• 問題文: 下の「元の文章」の「とにかくブルボンアソート並みに様々な要素が盛りだくさんでお腹いっぱいの気分だ。」から「れた高機能なロボット出会う。」までを、「フラッシュバック」を「回想シーン」に変えて書き直してください。

見始めて間も無い段階で“チャリオット”について書いたが、シーズン1を見終えたので少し書き残したい。

 

 

とにかくブルボンアソート並みに様々な要素が盛りだくさんでお腹いっぱいの気分だ。

効果的なフラッシュバックで、地球はもう人間の住める星では無いことがわかる。

インターステラーやオデッセイのような地球外移住計画、それからスペースコロニー、ワープして墜落する地球と酷似した環境の星。と、まずはSF要素満載だ。

 

かと思えば墜落してすぐに、正体不明の異星人によって創られた高機能なロボット出会う。

エイリアンのような知的生命体ではなく、ロボットだ。

謎が多いが、とりあえずは子供を慕うロボットという構図になる。何度も何度もいろんな映画で見てきた設定だが、何度やられても良い。鉄板すぎる。子供にだけ心を許すロボット、友達だと絆を深くしていく子供。遅かれ早かれ、この二人にはいつか何かしらのドラマが起こり泣かされることはわかった。

• 渡されたデータ:
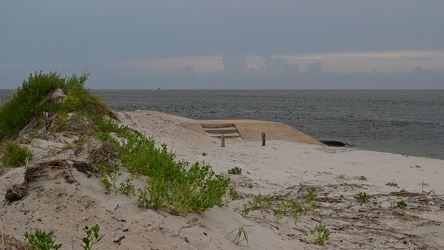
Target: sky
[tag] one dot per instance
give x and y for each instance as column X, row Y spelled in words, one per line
column 229, row 44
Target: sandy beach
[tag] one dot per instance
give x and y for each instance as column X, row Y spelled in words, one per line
column 281, row 167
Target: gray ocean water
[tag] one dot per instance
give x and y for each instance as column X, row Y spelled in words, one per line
column 409, row 122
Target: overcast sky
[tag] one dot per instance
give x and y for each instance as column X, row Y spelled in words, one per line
column 187, row 44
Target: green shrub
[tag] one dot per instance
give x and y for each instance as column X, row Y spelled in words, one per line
column 173, row 186
column 41, row 240
column 15, row 155
column 92, row 237
column 33, row 98
column 16, row 113
column 235, row 170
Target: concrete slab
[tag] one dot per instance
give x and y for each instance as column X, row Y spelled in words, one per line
column 251, row 130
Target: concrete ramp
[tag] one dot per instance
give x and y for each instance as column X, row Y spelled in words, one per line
column 251, row 130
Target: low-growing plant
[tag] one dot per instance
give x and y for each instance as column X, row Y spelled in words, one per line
column 402, row 204
column 234, row 195
column 320, row 234
column 15, row 155
column 238, row 235
column 280, row 205
column 235, row 170
column 127, row 187
column 363, row 197
column 176, row 187
column 92, row 237
column 41, row 240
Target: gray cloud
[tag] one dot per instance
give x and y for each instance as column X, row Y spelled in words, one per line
column 70, row 36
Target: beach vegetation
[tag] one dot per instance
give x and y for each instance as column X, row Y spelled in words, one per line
column 92, row 237
column 173, row 186
column 234, row 195
column 34, row 101
column 280, row 205
column 127, row 187
column 41, row 240
column 235, row 170
column 401, row 204
column 320, row 234
column 238, row 235
column 15, row 155
column 363, row 197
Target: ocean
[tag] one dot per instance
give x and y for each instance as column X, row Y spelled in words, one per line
column 409, row 122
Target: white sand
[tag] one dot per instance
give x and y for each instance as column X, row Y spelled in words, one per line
column 337, row 175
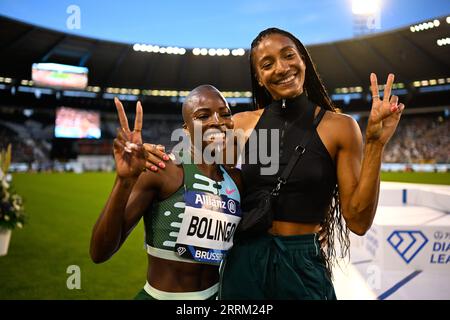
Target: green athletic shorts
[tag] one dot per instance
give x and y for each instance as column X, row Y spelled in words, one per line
column 276, row 267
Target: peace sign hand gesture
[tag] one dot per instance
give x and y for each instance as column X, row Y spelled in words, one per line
column 385, row 114
column 129, row 153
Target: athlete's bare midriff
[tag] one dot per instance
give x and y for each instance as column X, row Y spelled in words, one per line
column 175, row 276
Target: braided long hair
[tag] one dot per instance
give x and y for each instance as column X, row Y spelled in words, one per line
column 333, row 227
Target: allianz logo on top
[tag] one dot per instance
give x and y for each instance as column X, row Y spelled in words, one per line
column 407, row 243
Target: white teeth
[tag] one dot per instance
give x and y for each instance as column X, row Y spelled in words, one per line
column 215, row 136
column 289, row 79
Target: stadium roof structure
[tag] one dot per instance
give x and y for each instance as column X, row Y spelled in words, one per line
column 415, row 54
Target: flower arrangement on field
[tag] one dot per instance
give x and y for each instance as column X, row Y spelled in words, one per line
column 12, row 213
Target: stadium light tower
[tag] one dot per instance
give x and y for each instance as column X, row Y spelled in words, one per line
column 366, row 16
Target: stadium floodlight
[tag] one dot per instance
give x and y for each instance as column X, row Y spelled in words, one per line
column 365, row 7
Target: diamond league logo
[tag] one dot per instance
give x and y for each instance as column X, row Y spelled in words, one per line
column 407, row 243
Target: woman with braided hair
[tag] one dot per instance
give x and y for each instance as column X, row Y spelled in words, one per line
column 333, row 188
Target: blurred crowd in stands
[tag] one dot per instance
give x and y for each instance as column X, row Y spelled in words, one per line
column 420, row 138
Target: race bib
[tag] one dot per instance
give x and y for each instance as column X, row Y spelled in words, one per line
column 208, row 226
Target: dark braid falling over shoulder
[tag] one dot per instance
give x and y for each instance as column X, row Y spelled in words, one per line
column 333, row 228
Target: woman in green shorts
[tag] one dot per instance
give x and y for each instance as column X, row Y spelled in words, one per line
column 190, row 211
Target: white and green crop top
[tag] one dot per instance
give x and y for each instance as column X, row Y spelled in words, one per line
column 196, row 224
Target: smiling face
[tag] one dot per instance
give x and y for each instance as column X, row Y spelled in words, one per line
column 279, row 66
column 207, row 110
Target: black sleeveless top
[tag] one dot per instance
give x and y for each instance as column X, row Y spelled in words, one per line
column 308, row 193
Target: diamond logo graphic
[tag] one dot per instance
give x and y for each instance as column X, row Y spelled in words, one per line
column 181, row 250
column 407, row 243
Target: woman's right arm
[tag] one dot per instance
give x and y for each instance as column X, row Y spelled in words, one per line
column 132, row 192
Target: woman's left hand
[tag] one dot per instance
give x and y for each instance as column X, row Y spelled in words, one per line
column 385, row 114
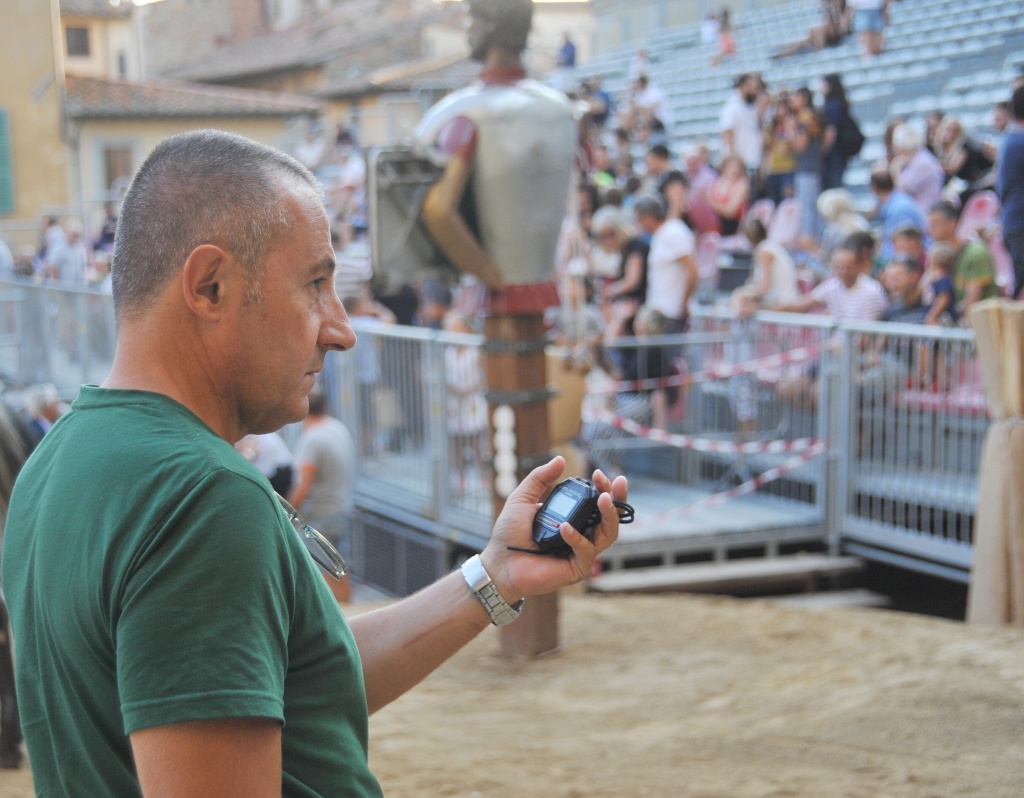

• 作業の結果:
とにかくブルボンアソート並みに様々な要素が盛りだくさんでお腹いっぱいの気分だ。

効果的な回想シーンで、地球はもう人間の住める星では無いことがわかる。

インターステラーやオデッセイのような地球外移住計画、それからスペースコロニー、ワープして墜落する地球と酷似した環境の星。と、まずはSF要素満載だ。

 

かと思えば墜落してすぐに、正体不明の異星人によって創られた高機能なロボット出会う。